* TASK TO COMPLETE *
Return the line containing "TARGET = white paper sheet" and all lines after it exactly; stop at the end of the material.

___ RECORDS SUPPLIED ___

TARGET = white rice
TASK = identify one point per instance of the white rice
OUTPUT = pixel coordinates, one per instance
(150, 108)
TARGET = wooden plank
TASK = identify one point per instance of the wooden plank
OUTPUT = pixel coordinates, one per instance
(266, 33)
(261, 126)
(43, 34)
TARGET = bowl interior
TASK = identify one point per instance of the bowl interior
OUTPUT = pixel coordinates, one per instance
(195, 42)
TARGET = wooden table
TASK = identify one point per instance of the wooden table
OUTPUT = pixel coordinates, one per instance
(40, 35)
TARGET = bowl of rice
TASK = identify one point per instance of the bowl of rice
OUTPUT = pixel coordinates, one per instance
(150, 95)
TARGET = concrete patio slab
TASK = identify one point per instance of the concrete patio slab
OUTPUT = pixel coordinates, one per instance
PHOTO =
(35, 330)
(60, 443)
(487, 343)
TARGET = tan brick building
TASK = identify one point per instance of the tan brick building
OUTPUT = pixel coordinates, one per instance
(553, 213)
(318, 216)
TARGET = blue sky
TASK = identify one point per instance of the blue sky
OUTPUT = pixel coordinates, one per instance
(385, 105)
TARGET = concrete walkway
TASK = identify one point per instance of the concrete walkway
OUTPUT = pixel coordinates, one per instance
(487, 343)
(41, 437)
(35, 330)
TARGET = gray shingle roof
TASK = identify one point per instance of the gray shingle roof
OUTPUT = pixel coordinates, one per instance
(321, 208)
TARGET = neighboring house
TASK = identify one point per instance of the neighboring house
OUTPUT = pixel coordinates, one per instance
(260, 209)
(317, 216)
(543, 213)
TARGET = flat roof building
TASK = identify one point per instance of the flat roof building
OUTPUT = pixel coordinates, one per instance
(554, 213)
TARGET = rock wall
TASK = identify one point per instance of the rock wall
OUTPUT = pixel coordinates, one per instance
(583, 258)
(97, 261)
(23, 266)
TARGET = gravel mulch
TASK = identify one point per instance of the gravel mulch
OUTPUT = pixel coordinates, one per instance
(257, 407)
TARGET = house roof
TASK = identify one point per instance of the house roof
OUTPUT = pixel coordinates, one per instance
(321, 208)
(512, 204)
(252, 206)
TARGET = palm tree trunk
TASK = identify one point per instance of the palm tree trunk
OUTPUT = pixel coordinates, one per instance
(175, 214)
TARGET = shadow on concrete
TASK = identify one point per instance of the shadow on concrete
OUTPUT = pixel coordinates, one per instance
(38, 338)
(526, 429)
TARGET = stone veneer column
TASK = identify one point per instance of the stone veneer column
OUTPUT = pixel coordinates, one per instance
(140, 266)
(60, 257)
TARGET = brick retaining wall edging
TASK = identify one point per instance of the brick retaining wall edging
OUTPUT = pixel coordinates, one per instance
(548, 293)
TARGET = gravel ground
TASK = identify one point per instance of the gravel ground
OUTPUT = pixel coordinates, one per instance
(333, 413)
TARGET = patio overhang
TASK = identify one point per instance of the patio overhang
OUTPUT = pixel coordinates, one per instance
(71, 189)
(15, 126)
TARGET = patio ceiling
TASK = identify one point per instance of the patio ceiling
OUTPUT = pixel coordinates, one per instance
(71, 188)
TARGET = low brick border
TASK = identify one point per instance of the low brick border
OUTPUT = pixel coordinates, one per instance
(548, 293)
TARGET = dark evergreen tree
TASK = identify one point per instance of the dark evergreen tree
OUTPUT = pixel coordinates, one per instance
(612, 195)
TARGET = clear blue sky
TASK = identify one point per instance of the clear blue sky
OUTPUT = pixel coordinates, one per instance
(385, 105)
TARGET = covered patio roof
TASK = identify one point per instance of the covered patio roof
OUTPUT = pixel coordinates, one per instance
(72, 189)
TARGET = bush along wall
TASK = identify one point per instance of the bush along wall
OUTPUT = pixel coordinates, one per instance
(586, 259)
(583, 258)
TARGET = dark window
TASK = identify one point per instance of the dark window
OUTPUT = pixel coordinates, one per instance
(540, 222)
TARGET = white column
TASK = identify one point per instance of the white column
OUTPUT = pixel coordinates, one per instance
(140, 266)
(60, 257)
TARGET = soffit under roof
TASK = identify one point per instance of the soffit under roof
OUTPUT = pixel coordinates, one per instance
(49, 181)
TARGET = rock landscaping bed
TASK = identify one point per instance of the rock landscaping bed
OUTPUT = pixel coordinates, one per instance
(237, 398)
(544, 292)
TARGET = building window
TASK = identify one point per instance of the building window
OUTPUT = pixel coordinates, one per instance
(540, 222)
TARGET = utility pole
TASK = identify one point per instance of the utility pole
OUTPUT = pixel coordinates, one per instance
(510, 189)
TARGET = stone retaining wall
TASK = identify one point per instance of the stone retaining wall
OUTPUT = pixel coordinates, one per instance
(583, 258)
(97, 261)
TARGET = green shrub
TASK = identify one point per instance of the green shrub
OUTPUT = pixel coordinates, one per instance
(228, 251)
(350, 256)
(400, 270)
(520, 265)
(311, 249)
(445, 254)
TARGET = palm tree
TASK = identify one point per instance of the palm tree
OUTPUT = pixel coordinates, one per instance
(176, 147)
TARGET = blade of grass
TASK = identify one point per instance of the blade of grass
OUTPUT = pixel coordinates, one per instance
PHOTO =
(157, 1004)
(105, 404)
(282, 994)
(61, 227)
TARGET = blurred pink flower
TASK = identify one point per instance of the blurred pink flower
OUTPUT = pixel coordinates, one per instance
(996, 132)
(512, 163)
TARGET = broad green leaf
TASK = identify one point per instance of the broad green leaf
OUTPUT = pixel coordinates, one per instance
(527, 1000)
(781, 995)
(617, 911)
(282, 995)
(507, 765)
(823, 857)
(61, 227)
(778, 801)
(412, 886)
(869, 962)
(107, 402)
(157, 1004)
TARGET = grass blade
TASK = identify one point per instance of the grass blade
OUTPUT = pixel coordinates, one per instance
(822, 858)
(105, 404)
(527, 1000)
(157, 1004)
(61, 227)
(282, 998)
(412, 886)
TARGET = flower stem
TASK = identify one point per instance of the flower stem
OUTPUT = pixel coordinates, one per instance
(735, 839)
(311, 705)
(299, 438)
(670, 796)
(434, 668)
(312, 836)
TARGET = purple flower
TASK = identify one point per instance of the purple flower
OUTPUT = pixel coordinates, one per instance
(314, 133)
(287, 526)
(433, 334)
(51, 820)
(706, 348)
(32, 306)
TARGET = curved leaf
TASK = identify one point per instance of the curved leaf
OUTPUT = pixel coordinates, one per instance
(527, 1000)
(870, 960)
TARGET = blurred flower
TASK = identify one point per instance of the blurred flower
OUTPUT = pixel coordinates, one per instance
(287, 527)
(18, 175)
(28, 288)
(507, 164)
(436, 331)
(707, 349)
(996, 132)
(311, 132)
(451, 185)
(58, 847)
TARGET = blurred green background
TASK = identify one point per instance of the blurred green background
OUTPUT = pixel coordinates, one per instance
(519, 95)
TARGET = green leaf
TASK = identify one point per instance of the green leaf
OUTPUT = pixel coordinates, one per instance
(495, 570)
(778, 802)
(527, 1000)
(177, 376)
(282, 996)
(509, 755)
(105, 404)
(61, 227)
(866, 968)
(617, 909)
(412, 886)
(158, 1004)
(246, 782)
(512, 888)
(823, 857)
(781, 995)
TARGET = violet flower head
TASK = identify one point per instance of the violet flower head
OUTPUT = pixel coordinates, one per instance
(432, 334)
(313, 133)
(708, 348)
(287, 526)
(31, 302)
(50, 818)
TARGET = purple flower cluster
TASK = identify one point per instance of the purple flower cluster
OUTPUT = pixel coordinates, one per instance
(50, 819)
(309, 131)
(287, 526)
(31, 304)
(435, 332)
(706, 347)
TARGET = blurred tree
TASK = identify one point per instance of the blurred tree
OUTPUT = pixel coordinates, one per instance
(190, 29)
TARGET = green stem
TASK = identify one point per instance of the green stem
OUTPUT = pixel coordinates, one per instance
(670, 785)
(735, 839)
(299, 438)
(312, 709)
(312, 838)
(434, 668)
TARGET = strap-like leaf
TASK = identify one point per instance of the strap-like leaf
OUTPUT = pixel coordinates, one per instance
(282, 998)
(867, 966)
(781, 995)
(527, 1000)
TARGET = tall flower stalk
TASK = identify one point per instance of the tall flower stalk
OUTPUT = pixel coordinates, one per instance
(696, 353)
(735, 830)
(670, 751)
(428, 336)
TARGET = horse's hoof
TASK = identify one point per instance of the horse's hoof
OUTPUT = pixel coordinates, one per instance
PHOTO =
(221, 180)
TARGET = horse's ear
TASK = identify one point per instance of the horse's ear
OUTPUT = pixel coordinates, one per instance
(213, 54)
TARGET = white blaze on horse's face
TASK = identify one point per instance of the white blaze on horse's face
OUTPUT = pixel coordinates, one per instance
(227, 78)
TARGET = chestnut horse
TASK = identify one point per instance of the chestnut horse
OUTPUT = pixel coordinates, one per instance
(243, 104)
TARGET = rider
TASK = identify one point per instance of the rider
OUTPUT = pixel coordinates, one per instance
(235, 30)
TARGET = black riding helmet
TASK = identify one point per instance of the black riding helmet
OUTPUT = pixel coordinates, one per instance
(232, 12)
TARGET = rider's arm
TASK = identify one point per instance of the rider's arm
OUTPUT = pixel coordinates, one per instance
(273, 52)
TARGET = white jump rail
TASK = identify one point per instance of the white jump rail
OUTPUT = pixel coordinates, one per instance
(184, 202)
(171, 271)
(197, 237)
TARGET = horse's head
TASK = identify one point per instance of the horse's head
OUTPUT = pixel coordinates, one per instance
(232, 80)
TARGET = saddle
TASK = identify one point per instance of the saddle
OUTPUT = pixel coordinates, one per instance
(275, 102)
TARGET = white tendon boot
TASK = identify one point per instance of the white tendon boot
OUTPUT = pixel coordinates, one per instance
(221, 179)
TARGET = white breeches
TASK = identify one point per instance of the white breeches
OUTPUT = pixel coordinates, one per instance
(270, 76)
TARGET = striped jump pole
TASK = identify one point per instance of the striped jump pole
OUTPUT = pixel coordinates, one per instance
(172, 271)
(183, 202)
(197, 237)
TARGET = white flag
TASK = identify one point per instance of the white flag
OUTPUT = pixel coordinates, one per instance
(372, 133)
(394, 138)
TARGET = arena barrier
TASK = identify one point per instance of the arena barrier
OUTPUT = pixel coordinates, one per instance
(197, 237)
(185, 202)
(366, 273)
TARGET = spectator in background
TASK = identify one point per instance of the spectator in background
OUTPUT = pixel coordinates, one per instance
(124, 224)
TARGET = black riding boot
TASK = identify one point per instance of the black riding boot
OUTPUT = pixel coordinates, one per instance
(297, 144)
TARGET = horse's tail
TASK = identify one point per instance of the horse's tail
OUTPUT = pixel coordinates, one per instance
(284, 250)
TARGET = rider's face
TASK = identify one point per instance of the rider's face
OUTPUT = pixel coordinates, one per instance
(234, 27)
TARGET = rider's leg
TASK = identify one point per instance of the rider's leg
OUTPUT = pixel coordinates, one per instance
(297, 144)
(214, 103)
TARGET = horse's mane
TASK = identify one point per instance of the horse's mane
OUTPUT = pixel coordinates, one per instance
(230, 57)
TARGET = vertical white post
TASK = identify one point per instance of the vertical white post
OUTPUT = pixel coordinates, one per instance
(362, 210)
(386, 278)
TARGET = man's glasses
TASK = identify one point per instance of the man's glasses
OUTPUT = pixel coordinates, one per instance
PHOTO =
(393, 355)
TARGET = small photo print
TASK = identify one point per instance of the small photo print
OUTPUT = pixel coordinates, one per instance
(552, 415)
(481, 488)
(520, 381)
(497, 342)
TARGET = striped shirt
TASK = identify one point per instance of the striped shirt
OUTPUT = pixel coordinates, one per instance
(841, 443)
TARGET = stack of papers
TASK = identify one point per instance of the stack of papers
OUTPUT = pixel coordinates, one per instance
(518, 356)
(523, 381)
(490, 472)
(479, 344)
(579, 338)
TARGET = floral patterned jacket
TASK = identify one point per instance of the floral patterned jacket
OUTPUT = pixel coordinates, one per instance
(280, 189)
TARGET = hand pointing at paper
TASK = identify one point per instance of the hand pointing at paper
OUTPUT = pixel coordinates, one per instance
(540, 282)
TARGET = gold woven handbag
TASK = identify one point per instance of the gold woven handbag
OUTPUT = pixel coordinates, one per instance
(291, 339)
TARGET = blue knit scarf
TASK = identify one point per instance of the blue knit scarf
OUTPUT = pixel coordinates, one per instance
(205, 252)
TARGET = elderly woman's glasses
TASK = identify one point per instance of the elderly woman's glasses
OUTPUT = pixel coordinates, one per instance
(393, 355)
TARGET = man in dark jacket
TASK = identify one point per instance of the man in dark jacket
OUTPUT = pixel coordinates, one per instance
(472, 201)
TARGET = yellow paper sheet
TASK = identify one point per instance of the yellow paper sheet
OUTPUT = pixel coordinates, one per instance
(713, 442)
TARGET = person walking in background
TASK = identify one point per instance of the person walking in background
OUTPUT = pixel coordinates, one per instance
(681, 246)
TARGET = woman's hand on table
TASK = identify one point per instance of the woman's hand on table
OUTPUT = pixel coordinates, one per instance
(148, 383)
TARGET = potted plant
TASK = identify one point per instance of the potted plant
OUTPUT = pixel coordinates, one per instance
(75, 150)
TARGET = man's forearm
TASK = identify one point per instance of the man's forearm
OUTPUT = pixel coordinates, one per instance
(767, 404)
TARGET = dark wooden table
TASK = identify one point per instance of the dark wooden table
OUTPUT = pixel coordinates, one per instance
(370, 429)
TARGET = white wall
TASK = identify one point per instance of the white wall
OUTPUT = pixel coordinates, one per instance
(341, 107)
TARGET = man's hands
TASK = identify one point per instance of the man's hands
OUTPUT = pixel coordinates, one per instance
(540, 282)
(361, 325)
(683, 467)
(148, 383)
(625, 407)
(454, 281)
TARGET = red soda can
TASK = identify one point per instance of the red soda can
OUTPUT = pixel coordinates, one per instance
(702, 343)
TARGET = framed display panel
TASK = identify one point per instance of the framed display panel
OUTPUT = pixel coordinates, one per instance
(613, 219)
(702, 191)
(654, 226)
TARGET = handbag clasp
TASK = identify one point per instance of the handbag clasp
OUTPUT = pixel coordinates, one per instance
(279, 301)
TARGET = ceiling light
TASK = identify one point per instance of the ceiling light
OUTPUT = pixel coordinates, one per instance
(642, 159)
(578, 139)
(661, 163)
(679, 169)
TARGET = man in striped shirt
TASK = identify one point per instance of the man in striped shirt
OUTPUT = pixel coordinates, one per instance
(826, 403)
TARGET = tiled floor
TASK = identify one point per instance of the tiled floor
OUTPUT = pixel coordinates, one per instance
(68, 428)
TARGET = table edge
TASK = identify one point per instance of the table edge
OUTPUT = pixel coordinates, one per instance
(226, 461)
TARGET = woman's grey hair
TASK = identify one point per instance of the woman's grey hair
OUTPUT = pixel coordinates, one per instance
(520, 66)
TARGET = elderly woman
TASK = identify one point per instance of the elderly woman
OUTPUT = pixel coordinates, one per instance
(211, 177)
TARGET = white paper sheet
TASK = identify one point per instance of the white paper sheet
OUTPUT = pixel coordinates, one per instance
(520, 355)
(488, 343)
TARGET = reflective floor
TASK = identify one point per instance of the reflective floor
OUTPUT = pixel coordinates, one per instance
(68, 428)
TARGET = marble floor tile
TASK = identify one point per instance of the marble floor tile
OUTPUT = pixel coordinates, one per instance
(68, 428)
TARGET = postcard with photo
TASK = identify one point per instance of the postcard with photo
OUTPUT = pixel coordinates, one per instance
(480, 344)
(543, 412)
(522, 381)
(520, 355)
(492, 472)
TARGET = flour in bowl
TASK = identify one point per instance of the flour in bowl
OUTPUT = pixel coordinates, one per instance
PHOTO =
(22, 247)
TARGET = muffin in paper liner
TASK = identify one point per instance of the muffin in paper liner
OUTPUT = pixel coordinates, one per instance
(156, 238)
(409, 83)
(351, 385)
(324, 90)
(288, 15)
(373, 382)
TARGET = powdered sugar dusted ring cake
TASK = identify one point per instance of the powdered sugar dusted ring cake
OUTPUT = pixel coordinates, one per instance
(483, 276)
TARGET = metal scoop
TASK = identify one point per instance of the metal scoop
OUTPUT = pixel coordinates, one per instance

___

* OUTPUT OF THE TASK *
TARGET = white paper sheet
TASK = identify one point per instance of the white paper sheet
OUTPUT = pixel coordinates, one per instance
(520, 355)
(488, 343)
TARGET = reflective floor
TASK = identify one point per instance of the reflective floor
OUTPUT = pixel coordinates, one per instance
(68, 428)
TARGET = marble floor tile
TASK = identify one point per instance of the marble floor tile
OUTPUT = pixel coordinates, one per instance
(68, 428)
TARGET = postcard with photo
TASK = identify one point per instance of the postcard with photo
OUTPUT = pixel coordinates, one per instance
(480, 344)
(543, 412)
(522, 381)
(520, 355)
(492, 472)
TARGET = flour in bowl
TASK = identify one point per instance of the flour in bowl
OUTPUT = pixel coordinates, one per instance
PHOTO =
(22, 247)
TARGET = muffin in paper liner
TASK = identify one point per instance of the muffin in paper liner
OUTPUT = pixel coordinates, one per instance
(156, 238)
(409, 83)
(351, 385)
(324, 90)
(288, 15)
(373, 382)
TARGET = powdered sugar dusted ring cake
TASK = identify one point per instance of the powdered sugar dusted ring cake
OUTPUT = pixel coordinates, one per instance
(483, 276)
TARGET = metal scoop
TASK = identify one point per instance of the metal scoop
OUTPUT = pixel coordinates, one per instance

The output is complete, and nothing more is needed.